[Data to use Boundary: Start]

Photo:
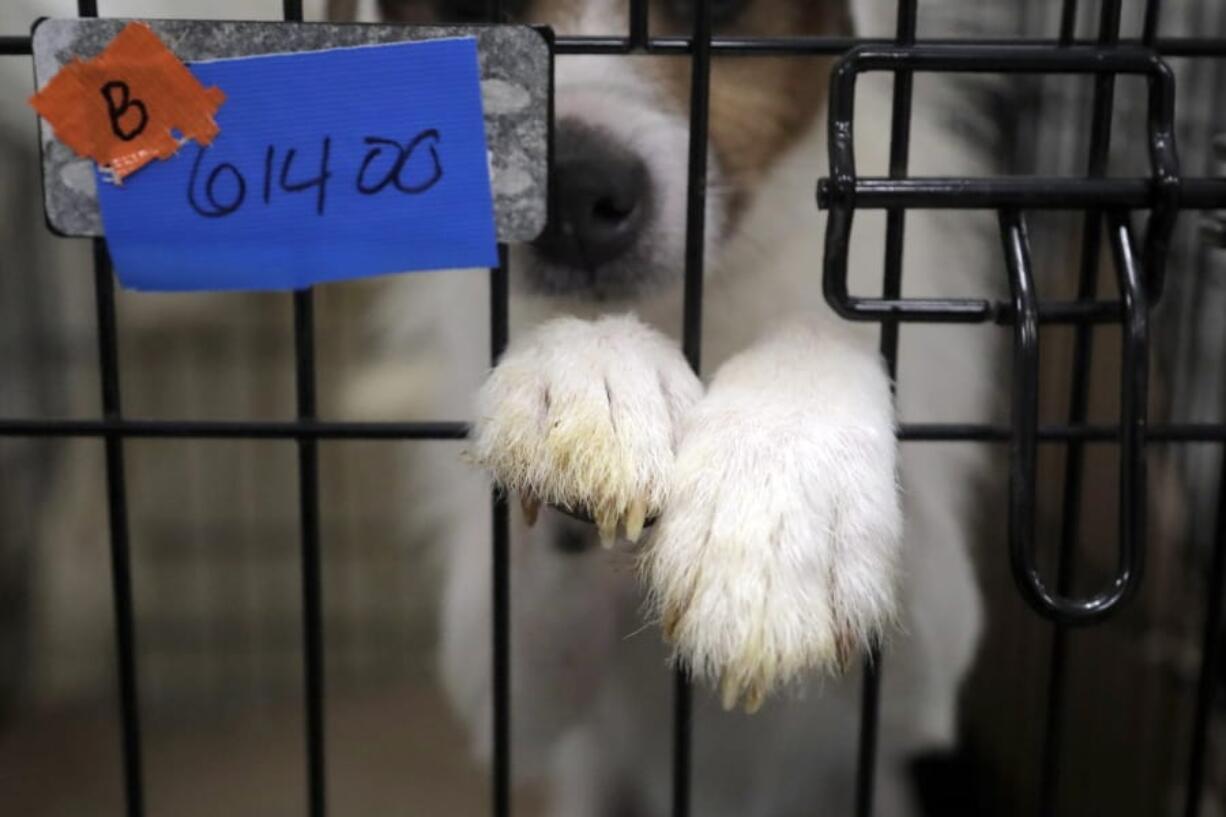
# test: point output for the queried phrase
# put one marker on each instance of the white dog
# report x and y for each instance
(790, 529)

[Data to use Boundary: End]
[Data to use Boundary: Start]

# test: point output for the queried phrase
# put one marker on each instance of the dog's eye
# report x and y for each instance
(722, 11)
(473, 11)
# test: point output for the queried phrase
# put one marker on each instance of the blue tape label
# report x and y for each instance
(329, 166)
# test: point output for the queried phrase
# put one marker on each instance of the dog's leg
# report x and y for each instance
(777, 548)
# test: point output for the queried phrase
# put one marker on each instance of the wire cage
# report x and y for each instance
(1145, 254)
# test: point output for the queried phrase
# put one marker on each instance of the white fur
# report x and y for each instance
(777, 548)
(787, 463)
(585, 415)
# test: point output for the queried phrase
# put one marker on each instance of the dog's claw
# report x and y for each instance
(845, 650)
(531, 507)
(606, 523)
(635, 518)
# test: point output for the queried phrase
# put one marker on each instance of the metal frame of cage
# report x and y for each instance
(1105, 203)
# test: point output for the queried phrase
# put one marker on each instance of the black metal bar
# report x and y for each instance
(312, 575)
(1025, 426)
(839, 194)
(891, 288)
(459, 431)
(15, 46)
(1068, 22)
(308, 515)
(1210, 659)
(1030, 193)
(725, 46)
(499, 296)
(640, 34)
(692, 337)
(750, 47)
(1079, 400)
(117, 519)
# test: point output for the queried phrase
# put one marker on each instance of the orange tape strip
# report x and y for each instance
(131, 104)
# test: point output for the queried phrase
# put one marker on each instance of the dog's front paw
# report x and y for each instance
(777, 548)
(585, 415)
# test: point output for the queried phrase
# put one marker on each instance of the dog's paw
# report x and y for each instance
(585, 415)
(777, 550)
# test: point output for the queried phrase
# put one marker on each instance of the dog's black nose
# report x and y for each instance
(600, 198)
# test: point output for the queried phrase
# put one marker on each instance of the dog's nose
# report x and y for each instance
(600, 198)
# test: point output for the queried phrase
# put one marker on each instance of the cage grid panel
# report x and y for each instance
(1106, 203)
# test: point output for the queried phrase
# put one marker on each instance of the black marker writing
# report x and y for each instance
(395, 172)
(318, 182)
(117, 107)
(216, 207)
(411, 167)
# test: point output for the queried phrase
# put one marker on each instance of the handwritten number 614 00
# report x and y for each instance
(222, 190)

[Data to use Boundary: End]

Task objective ->
Output each line of the listing in which the string "white" is found.

Response ->
# put one marker on each instance of the white dog
# put one marker on each instance of the white fur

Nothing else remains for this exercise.